Required action 1:
From the endnotes on frontier history, can you extract the words starting with "37. Salem Church" and going on through "of the Alleghanies.", copied without any change?

Passage shown:
#####

35. Haywood says they were named Crabtree; Putnam hints that they had
lost a brother when Boon's party was attacked and his son killed; but
the attack on Boon did not take place till over a year after this time.
36. Even La Rochefoucauld-Liancourt (8, 95), who loathed the
backwoodsmen--few polished Europeans being able to see any but the
repulsive side of frontier character, a side certainly very often
prominent,--also speaks of the tendency of the worst Indians to go to
the frontier to rob and murder.
37. Salem Church was founded (Allison, 8) in 1777, by Samuel Doak, a
Princeton graduate, and a man of sound learning, who also at the same
time started Washington College, the first real institution of learning
south of the Alleghanies.
38. "Annals of Augusta," 21.
39. See Appendix.
CHAPTER VIII.
LORD DUNMORE'S WAR, 1774.

#####

Data shown:
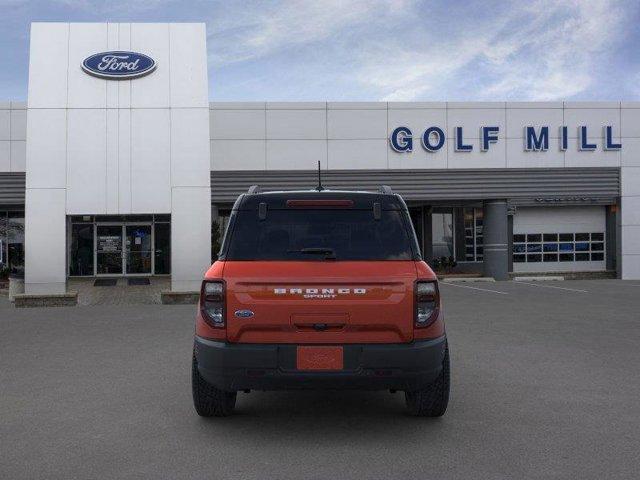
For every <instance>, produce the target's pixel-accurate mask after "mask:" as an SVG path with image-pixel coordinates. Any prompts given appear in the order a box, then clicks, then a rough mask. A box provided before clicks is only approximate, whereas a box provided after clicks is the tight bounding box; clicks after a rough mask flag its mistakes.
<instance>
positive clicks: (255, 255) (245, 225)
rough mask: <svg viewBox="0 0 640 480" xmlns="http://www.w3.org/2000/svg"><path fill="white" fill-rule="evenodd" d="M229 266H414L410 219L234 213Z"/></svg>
mask: <svg viewBox="0 0 640 480" xmlns="http://www.w3.org/2000/svg"><path fill="white" fill-rule="evenodd" d="M234 216H235V218H234V219H233V222H232V225H230V227H231V228H230V229H229V231H228V232H227V235H229V238H227V239H226V240H225V247H227V248H228V250H227V252H226V255H225V256H224V257H225V258H226V259H227V260H322V259H335V260H411V259H412V258H413V252H412V250H411V241H410V235H411V236H413V235H414V234H413V230H411V233H409V231H408V230H407V225H408V222H409V221H410V220H409V218H408V215H407V213H406V212H405V211H402V210H390V211H382V216H381V218H380V219H379V220H374V218H373V211H372V210H307V209H296V210H293V209H291V210H269V212H268V214H267V218H266V219H265V220H260V219H259V218H258V213H257V212H256V211H255V210H254V211H248V210H240V211H236V212H235V213H234Z"/></svg>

#####

Required action 2:
Could you rewrite the lines of the records starting with the first line of the records and going on through the line containing "rough mask: <svg", swapping "rough mask" for "coarse mask" and changing nothing else? Give only those lines and leave out the pictures.

Written solution 1:
37. Salem Church was founded (Allison, 8) in 1777, by Samuel Doak, a
Princeton graduate, and a man of sound learning, who also at the same
time started Washington College, the first real institution of learning
south of the Alleghanies.

Written solution 2:
For every <instance>, produce the target's pixel-accurate mask after "mask:" as an SVG path with image-pixel coordinates. Any prompts given appear in the order a box, then clicks, then a coarse mask. A box provided before clicks is only approximate, whereas a box provided after clicks is the tight bounding box; clicks after a coarse mask flag its mistakes.
<instance>
positive clicks: (255, 255) (245, 225)
coarse mask: <svg viewBox="0 0 640 480" xmlns="http://www.w3.org/2000/svg"><path fill="white" fill-rule="evenodd" d="M229 266H414L410 219L234 213Z"/></svg>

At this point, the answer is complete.